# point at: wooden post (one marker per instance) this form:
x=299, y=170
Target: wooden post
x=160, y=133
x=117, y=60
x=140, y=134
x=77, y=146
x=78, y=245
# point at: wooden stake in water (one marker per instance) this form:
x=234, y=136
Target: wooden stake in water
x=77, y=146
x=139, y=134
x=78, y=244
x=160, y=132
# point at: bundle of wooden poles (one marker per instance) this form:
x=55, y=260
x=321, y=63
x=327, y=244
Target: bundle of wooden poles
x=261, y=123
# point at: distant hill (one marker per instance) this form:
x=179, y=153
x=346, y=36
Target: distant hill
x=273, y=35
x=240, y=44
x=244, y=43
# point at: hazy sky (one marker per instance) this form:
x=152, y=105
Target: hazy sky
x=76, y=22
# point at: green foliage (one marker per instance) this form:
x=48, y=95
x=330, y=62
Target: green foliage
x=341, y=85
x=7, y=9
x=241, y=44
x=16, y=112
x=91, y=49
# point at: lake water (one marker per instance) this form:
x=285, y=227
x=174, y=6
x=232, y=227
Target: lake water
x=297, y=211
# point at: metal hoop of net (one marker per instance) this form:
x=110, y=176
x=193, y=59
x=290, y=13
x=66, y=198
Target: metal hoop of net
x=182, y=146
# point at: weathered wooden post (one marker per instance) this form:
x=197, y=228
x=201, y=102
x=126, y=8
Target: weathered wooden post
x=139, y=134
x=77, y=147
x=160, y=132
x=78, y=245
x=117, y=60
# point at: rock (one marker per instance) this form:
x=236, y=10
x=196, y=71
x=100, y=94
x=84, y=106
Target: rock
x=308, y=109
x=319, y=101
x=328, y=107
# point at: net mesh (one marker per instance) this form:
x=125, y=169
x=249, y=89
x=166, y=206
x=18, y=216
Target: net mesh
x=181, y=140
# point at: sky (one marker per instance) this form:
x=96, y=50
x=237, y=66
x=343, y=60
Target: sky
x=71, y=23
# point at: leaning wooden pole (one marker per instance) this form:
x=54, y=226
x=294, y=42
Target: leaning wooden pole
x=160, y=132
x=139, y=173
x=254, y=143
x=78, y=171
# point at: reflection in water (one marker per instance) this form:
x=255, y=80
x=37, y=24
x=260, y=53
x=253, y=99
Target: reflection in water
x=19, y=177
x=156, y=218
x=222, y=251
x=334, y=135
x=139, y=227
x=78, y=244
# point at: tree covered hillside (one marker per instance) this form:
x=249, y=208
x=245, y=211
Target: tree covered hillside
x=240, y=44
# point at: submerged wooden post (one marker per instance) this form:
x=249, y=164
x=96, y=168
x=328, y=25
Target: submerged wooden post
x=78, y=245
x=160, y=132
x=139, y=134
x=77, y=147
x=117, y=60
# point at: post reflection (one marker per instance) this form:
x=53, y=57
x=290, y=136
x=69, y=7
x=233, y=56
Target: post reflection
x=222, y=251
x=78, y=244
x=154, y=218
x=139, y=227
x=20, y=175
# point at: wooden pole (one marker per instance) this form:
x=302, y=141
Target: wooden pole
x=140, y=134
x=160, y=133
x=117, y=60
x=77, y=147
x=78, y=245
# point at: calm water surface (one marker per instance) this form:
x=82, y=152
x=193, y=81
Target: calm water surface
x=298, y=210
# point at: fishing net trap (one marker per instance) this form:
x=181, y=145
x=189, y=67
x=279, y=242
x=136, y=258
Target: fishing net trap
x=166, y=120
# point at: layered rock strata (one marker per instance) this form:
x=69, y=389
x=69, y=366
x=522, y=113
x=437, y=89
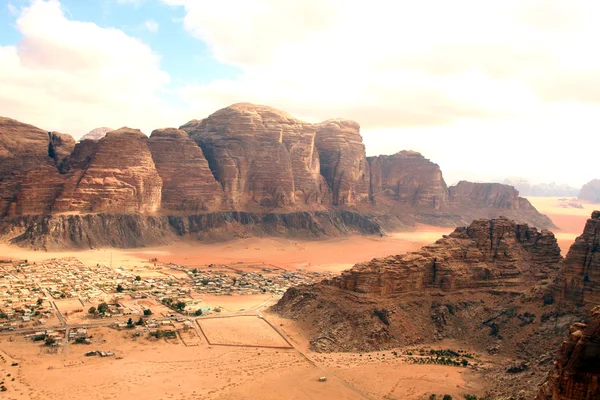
··········
■ **What this task involves**
Restate the whole of the material word for word without the pictures.

■ **Result**
# point at: wooden post (one marker per instance) this form:
x=299, y=170
Target: wooden post
x=160, y=133
x=117, y=60
x=140, y=134
x=77, y=146
x=78, y=245
# point at: wooden stake in water (one marker per instance) this form:
x=234, y=136
Target: wooden stake in water
x=77, y=146
x=139, y=134
x=78, y=244
x=160, y=132
# point at: bundle of wooden poles (one marker per instance) this form:
x=55, y=260
x=321, y=63
x=327, y=244
Target: bundle of wooden poles
x=261, y=123
# point at: distant hill (one marker per instance) this form:
x=179, y=153
x=346, y=36
Target: distant hill
x=273, y=35
x=240, y=44
x=244, y=43
# point at: hazy sky (one marker per instance) this form:
x=152, y=105
Target: hazy sky
x=76, y=22
# point at: green foliage (one marker per instance) this form:
x=48, y=95
x=330, y=62
Target: green foliage
x=341, y=85
x=7, y=9
x=241, y=44
x=16, y=112
x=91, y=49
# point at: lake water (one marker per instance) this form:
x=285, y=227
x=174, y=6
x=232, y=227
Target: lake water
x=297, y=211
# point at: metal hoop of net (one marker per instance) this form:
x=110, y=176
x=193, y=59
x=290, y=13
x=66, y=198
Target: metal hoop of net
x=182, y=146
# point at: weathered wooden post (one marker per instance) this form:
x=197, y=228
x=201, y=102
x=126, y=8
Target: weathered wooden post
x=139, y=134
x=77, y=147
x=160, y=132
x=78, y=245
x=117, y=60
# point at: rock (one marker per instance) this form:
x=236, y=10
x=196, y=71
x=100, y=94
x=84, y=106
Target: rock
x=308, y=109
x=319, y=101
x=328, y=107
# point at: net mesh (one marker per instance) this form:
x=125, y=169
x=249, y=89
x=166, y=206
x=18, y=216
Target: net mesh
x=181, y=140
# point at: sky (one marker per instance) this form:
x=96, y=50
x=237, y=66
x=343, y=60
Target: sky
x=71, y=23
# point at: leaning wooden pole (one marker per instance) this form:
x=54, y=226
x=294, y=42
Target: leaning wooden pole
x=160, y=132
x=139, y=173
x=254, y=143
x=78, y=171
# point at: reflection in water (one marker per instance) this form:
x=255, y=80
x=37, y=24
x=260, y=53
x=253, y=99
Target: reflection in water
x=19, y=177
x=156, y=218
x=222, y=251
x=334, y=135
x=139, y=227
x=78, y=244
# point at: tree covered hillside (one marker per instance) this form:
x=249, y=208
x=245, y=211
Target: tree covered hillside
x=240, y=44
# point at: submerged wooden post (one marker per instance) this form:
x=249, y=164
x=96, y=168
x=328, y=25
Target: submerged wooden post
x=78, y=245
x=160, y=132
x=139, y=134
x=77, y=147
x=117, y=60
# point at: post reflection (one marker per instance) this form:
x=53, y=57
x=290, y=136
x=69, y=7
x=233, y=56
Target: post reflection
x=222, y=251
x=78, y=244
x=154, y=218
x=139, y=227
x=20, y=175
# point at: wooden pole (one marker per instance) this form:
x=302, y=141
Target: wooden pole
x=140, y=134
x=160, y=133
x=117, y=60
x=77, y=147
x=78, y=245
# point at: calm water surface (one marker per instance) this form:
x=82, y=152
x=193, y=81
Target: calm water surface
x=298, y=210
# point at: fishing net trap (one marker per instance) this form:
x=181, y=145
x=189, y=67
x=279, y=242
x=136, y=258
Target: fishing net trap
x=166, y=120
# point at: layered rock strata (one marker per instance) this form:
x=69, y=389
x=69, y=366
x=522, y=113
x=437, y=89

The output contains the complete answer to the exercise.